# How long do Mobile Providers store messages?



## AKA pseudonym (Apr 30, 2012)

How long do mobile phone providers store info... ie: texts? or what are the laws...
with particular relevance to O2...

btw nothing dodgy


----------



## Supine (Apr 30, 2012)

Dunno, but presume for ever


----------



## Mr Smin (May 2, 2012)

It's not forever, and keep in mind that there is a difference between recording that a text has been sent (so they can bill you) versus storing the content of the text after it is sent to your phone (which has no value for the company but might be required under never-mind-the-liberty laws).


----------



## grit (May 6, 2012)

forever, well in Ireland anyway cant see why the UK would be any different.


----------



## Sunray (May 7, 2012)

Pretty easy to store them all forever.

10  billion a month would be 1.6Tb a month if we all used the 160 byte allowance. In the age of Exabyte data centres (1 million terabytes) gonna take a while before all the texts filled that up.

INFORMATION SHOWN:
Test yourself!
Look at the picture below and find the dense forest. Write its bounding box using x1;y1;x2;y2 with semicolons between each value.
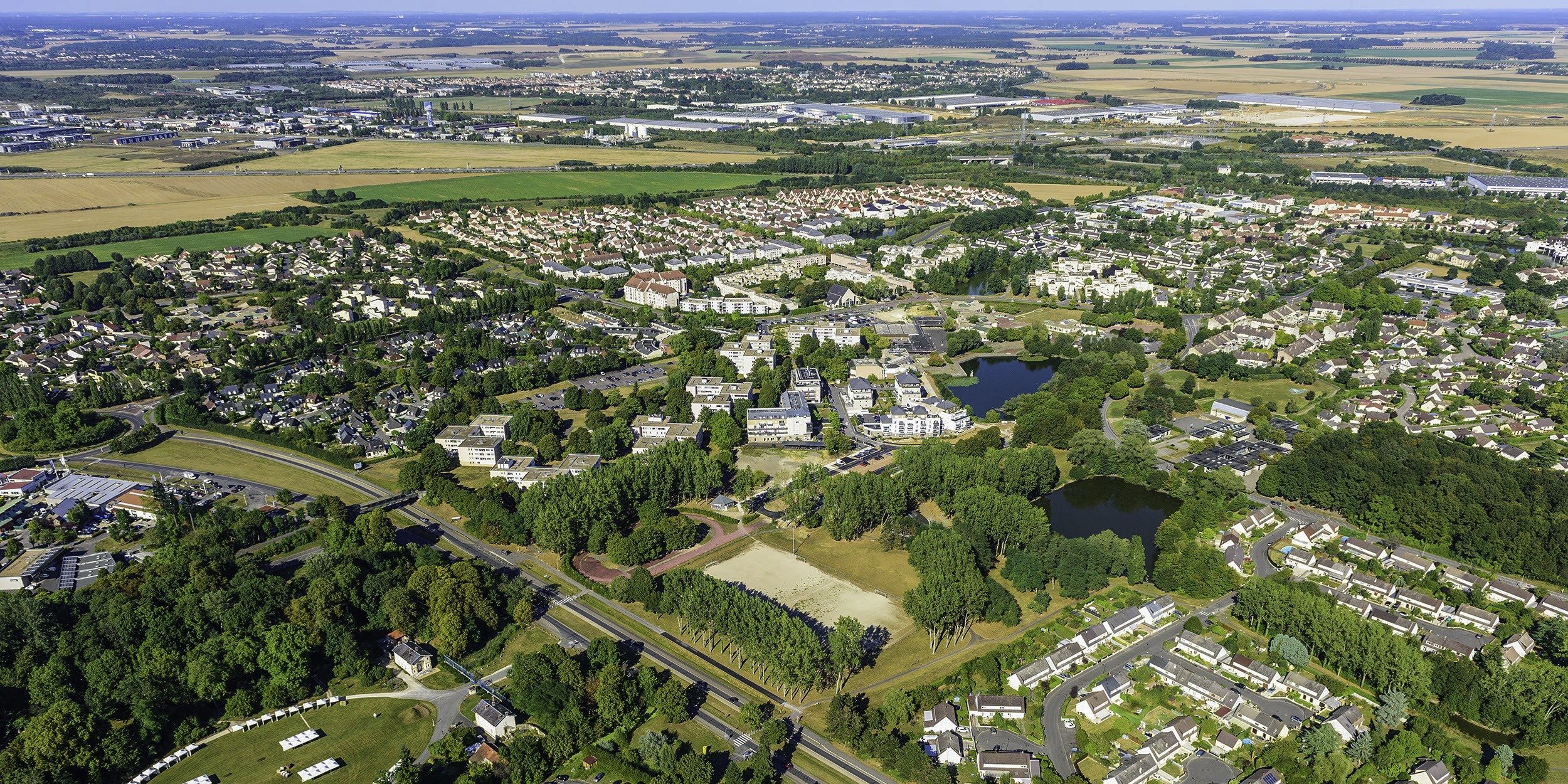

EXERCISE INSTRUCTIONS:
a - Print the part of the thread on how long mobile providers keep texts word for word, beginning at "## AKA pseudonym" and stopping after "Supine (Apr 30, 2012)".
b - Continue the thread on how long mobile providers keep texts, starting right after its last sentence.

TASK-BY-TASK ANSWERS:
a -
## AKA pseudonym (Apr 30, 2012)

How long do mobile phone providers store info... ie: texts? or what are the laws...
with particular relevance to O2...

btw nothing dodgy


----------



## Supine (Apr 30, 2012)

b -
----------



## grit (May 7, 2012)

Sunray said:


> Pretty easy to store them all forever.
> 
> 10 billion a month would be 1.6Tb a month if we all used the 160 byte allowance. In the age of Exabyte data centres (1 million terabytes) gonna take a while before all the texts filled that up.


 
Exactly, the space required is trivial considering the existing infrastructure in place. I know they keep them forever (or a very very long time) as mates who have been busted by the cops have had many years of messages entered as evidence into cases.


----------



## Pickman's model (May 7, 2012)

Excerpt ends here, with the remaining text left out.